▶ _Work instructions_:
Return every item below line for line, with no changes.

▶ _Data for this exercise_:
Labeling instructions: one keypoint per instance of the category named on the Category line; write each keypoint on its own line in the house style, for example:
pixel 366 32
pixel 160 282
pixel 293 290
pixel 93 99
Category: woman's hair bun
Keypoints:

▶ _Exercise output_:
Labeling instructions: one keypoint per instance of the category named on the Category line; write each keypoint on its own line in the house style, for example:
pixel 366 32
pixel 160 282
pixel 293 290
pixel 93 99
Category: woman's hair bun
Keypoints:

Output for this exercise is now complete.